Research review of Parkinson's disease.
Afflicting over one million Americans, Parkinson's disease is one of the most devastating neuro-degenerative diseases in the world. A British physician, James Parkinson, first discovered this disease while observing people on the streets of London. He noted that certain individuals suffered from a tremor, which, along with muscle weakness, became worse with time. Even with standardized neurological examination by doctors today, Parkinson's disease is still only detectible through careful observation of the patient. It was not until the late nineteenth century in which physicians finally began to understand the anatomy and physiology of Parkinson's disease. .
Throughout the past decade the knowledge base for Parkinson's disease has increased tremendously. Parkinson's disease has now been identified and cataloged by the medical community as a serious and potentially fatal neuro-degenerative disease. The disease's symptoms, possible causes, mechanisms, and cures have been researched and studied by innumerable scientists and organizations.
Parkinson's disease occurs when certain nerve cells, or neurons, in an area of the brain known as the substantia nigra die or become impaired. Normally, these neurons produce an important brain chemical known as dopamine. Dopamine is a chemical messenger responsible for transmitting signals between the substantia nigra and the next "relay station" of the brain, the corpus striatum, to produce smooth, purposeful muscle activity. Loss of dopamine causes the nerve cells of the striatum to fire out of control, leaving patients unable to direct or control their movements in a normal manner. Parkinson's disease is the second most common neuro-degenerative disease after Alzheimer's disease. .
Even with all of the recent advancements in the field, the exact etiology of Parkinson's disease is still undecided. Recent research has identified that the culprit may be due to neurotoxins, genetics, or cell death caused by abnormalities in the brain.
┄┄┄┄┄┄
◆ **GOAL OF THE EXERCISE**:
Reproduce the passage of the Parkinson's disease review between "Parkinson's disease occurs" and "Alzheimer's disease. .", inclusive.

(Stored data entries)
┄┄┄┄┄┄
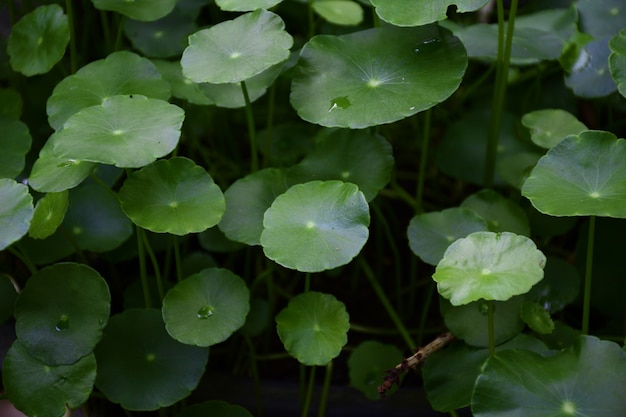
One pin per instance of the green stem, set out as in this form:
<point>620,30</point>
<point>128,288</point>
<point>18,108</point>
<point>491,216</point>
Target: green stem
<point>254,159</point>
<point>321,412</point>
<point>309,393</point>
<point>502,69</point>
<point>386,304</point>
<point>588,275</point>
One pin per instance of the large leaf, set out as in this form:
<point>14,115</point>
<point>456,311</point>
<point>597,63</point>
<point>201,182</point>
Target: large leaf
<point>125,131</point>
<point>490,266</point>
<point>141,367</point>
<point>206,308</point>
<point>38,389</point>
<point>61,312</point>
<point>174,196</point>
<point>313,327</point>
<point>16,211</point>
<point>376,76</point>
<point>421,12</point>
<point>316,226</point>
<point>582,175</point>
<point>235,50</point>
<point>119,73</point>
<point>583,380</point>
<point>38,40</point>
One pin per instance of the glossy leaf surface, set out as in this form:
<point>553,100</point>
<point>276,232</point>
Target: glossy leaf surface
<point>376,76</point>
<point>316,226</point>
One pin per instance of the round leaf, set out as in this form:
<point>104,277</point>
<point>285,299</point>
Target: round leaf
<point>430,234</point>
<point>37,389</point>
<point>174,196</point>
<point>355,156</point>
<point>125,131</point>
<point>490,266</point>
<point>421,12</point>
<point>206,308</point>
<point>313,327</point>
<point>247,199</point>
<point>316,226</point>
<point>582,175</point>
<point>583,380</point>
<point>16,211</point>
<point>146,10</point>
<point>38,40</point>
<point>61,312</point>
<point>120,73</point>
<point>549,127</point>
<point>235,50</point>
<point>141,367</point>
<point>376,76</point>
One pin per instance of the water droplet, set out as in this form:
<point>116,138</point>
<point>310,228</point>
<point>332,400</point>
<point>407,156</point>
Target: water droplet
<point>205,312</point>
<point>63,323</point>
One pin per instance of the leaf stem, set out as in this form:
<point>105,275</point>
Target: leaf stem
<point>254,158</point>
<point>588,275</point>
<point>386,304</point>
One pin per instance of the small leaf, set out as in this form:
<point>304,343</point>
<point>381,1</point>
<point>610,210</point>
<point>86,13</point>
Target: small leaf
<point>172,196</point>
<point>38,40</point>
<point>583,175</point>
<point>236,50</point>
<point>316,226</point>
<point>206,308</point>
<point>490,266</point>
<point>313,327</point>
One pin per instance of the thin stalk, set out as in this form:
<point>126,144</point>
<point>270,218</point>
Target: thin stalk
<point>309,393</point>
<point>254,158</point>
<point>423,160</point>
<point>503,60</point>
<point>387,305</point>
<point>70,20</point>
<point>588,274</point>
<point>321,412</point>
<point>490,327</point>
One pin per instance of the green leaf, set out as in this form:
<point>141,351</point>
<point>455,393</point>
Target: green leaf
<point>421,12</point>
<point>125,131</point>
<point>61,312</point>
<point>247,199</point>
<point>376,76</point>
<point>141,367</point>
<point>15,143</point>
<point>469,322</point>
<point>583,175</point>
<point>339,12</point>
<point>246,5</point>
<point>38,40</point>
<point>355,156</point>
<point>617,61</point>
<point>313,327</point>
<point>490,266</point>
<point>146,10</point>
<point>206,308</point>
<point>501,214</point>
<point>550,126</point>
<point>583,380</point>
<point>368,362</point>
<point>172,196</point>
<point>16,211</point>
<point>316,226</point>
<point>38,389</point>
<point>49,213</point>
<point>430,234</point>
<point>119,73</point>
<point>238,49</point>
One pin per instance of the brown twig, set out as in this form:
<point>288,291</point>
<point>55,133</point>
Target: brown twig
<point>412,362</point>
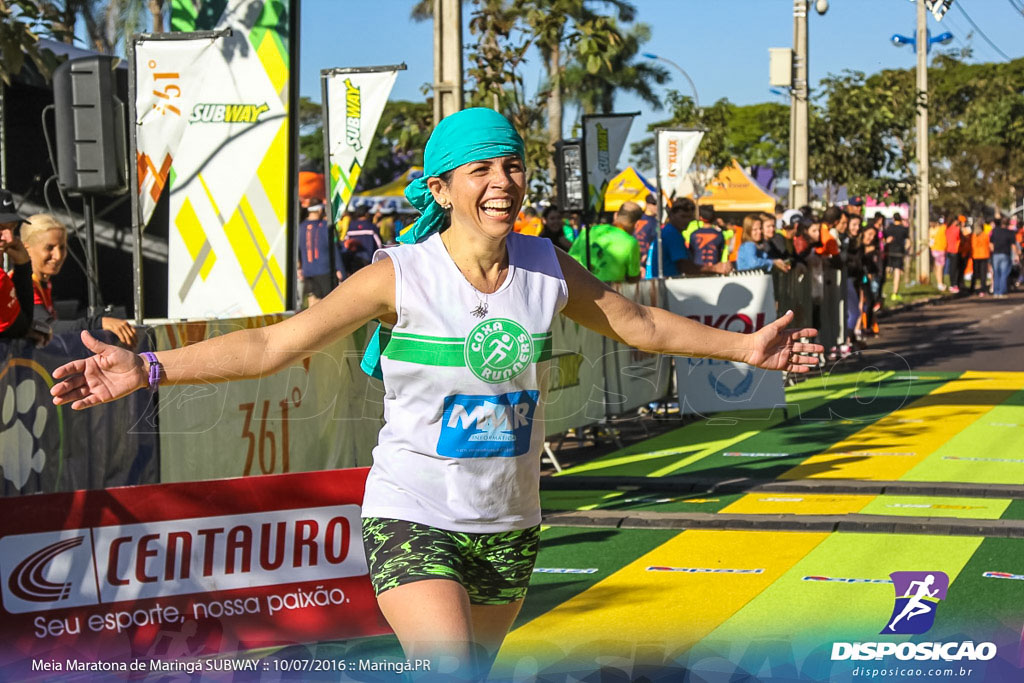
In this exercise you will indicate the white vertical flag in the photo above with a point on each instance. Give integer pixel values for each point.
(353, 102)
(168, 75)
(603, 136)
(676, 150)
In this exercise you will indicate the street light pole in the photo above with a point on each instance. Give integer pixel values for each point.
(923, 180)
(799, 180)
(448, 58)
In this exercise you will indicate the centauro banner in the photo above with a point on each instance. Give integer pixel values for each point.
(741, 303)
(604, 137)
(153, 579)
(168, 76)
(676, 150)
(353, 102)
(227, 241)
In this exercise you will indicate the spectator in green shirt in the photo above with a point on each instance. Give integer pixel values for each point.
(614, 253)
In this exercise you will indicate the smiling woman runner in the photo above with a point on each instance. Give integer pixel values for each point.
(452, 503)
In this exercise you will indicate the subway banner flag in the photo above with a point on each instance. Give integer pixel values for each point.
(227, 239)
(603, 139)
(168, 76)
(162, 574)
(353, 102)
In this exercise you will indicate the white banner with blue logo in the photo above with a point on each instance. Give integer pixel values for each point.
(739, 303)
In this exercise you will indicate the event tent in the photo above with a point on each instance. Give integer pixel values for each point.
(629, 185)
(733, 190)
(390, 197)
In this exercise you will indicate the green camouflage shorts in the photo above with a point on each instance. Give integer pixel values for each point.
(495, 568)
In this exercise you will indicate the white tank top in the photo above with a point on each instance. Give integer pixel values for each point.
(463, 399)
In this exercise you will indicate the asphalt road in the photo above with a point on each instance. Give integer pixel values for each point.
(956, 335)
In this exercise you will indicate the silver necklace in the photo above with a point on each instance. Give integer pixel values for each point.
(480, 310)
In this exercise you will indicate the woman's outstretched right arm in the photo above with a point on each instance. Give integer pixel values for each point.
(114, 372)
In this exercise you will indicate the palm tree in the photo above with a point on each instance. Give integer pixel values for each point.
(594, 90)
(561, 26)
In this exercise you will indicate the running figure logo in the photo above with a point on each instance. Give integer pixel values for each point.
(499, 349)
(918, 595)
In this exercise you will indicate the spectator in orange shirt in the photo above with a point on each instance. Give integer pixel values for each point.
(980, 252)
(952, 252)
(937, 244)
(964, 251)
(529, 223)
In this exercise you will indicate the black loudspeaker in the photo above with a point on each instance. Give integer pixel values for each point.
(569, 180)
(90, 127)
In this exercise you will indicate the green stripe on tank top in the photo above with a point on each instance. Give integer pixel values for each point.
(446, 351)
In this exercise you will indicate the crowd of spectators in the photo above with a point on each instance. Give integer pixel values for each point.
(35, 248)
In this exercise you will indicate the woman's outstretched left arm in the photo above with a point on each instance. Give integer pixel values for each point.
(595, 305)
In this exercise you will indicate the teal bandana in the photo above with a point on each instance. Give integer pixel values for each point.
(474, 134)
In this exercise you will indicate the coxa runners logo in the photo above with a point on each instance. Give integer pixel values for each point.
(227, 113)
(499, 349)
(918, 595)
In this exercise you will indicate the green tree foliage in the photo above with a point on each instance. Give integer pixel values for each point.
(595, 82)
(756, 134)
(23, 23)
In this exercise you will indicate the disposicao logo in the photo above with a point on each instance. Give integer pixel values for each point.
(918, 595)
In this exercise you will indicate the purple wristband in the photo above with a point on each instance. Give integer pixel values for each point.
(156, 370)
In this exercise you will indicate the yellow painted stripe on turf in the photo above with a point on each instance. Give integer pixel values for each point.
(664, 608)
(803, 504)
(271, 175)
(710, 447)
(891, 446)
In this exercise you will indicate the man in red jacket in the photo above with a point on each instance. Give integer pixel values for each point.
(15, 289)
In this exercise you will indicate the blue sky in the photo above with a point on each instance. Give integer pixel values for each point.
(722, 44)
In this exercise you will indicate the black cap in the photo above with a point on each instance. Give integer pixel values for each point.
(7, 213)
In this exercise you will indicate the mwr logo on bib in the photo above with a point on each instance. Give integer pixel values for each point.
(474, 426)
(499, 349)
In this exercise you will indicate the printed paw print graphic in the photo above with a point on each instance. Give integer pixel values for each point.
(22, 426)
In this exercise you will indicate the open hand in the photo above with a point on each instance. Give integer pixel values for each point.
(113, 372)
(775, 347)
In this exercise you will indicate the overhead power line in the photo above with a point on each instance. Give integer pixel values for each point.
(960, 6)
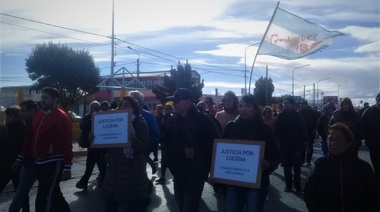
┄┄┄┄┄┄
◆ **ANSWER BELOW**:
Parkinson's disease occurs when certain nerve cells, or neurons, in an area of the brain known as the substantia nigra die or become impaired. Normally, these neurons produce an important brain chemical known as dopamine. Dopamine is a chemical messenger responsible for transmitting signals between the substantia nigra and the next "relay station" of the brain, the corpus striatum, to produce smooth, purposeful muscle activity. Loss of dopamine causes the nerve cells of the striatum to fire out of control, leaving patients unable to direct or control their movements in a normal manner. Parkinson's disease is the second most common neuro-degenerative disease after Alzheimer's disease. .